[Opening Provided records section]
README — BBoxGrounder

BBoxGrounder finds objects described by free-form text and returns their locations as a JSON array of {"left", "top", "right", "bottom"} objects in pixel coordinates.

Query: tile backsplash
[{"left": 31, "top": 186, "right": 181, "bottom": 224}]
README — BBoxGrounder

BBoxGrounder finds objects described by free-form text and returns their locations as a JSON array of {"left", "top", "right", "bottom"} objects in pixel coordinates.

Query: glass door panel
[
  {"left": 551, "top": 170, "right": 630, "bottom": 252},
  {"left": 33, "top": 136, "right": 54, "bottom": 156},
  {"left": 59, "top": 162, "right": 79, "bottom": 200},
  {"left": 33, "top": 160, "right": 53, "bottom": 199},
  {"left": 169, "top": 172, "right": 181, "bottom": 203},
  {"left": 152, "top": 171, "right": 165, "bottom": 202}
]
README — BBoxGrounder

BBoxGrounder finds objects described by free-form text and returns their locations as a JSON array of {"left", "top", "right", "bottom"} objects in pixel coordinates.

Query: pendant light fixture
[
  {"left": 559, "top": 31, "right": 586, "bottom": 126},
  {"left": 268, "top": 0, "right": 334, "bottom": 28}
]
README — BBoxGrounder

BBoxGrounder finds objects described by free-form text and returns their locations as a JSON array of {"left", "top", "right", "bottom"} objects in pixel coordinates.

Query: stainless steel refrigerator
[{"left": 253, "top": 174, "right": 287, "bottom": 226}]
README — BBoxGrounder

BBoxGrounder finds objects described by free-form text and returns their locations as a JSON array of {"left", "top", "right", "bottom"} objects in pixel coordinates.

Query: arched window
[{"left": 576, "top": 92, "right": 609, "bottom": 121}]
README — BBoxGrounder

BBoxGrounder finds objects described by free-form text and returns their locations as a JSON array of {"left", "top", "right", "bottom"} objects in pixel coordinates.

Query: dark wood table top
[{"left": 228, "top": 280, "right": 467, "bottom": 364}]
[Closing Provided records section]
Exercise aim
An exact written copy of every entry is the required answer.

Answer section
README — BBoxGrounder

BBoxGrounder finds objects described by free-form text and returns their locations as a JSON array of {"left", "top", "right", "bottom"} objects in pixel coordinates.

Query: tile backsplash
[{"left": 31, "top": 186, "right": 181, "bottom": 224}]
README — BBoxGrounder

BBoxGrounder finds objects described by free-form text and returns their locations as a JSON array of {"left", "top", "right", "bottom"} objects in pixel coordinates.

Query: glass door panel
[
  {"left": 551, "top": 170, "right": 630, "bottom": 252},
  {"left": 33, "top": 136, "right": 54, "bottom": 156},
  {"left": 59, "top": 162, "right": 79, "bottom": 200},
  {"left": 33, "top": 160, "right": 53, "bottom": 199},
  {"left": 169, "top": 172, "right": 181, "bottom": 203},
  {"left": 152, "top": 171, "right": 165, "bottom": 202}
]
README — BBoxGrounder

BBoxGrounder finds objects described by free-form text and returns their locations as a JSON array of {"left", "top", "right", "bottom"} objects in pixel coordinates.

Query: pendant light fixture
[
  {"left": 559, "top": 31, "right": 586, "bottom": 126},
  {"left": 268, "top": 0, "right": 334, "bottom": 28}
]
README — BBoxGrounder

BBoxGrounder finds objects described by free-form text and returns their locations as a JSON array of {"left", "top", "right", "bottom"} objects in pixel coordinates.

Query: stainless steel refrigerator
[{"left": 253, "top": 174, "right": 287, "bottom": 226}]
README — BBoxGrounder

BBoxGrounder finds objects described by free-form text and returns their locations as a JSON array of {"left", "top", "right", "bottom"} objects in pixel coordinates.

Query: arched window
[{"left": 576, "top": 92, "right": 609, "bottom": 121}]
README — BBoxGrounder

BBoxGrounder finds objects described by free-form text and returns their locations as a JSON array of {"left", "top", "right", "bottom"} objects in pixel coordinates.

Query: dark wood table top
[{"left": 228, "top": 280, "right": 467, "bottom": 364}]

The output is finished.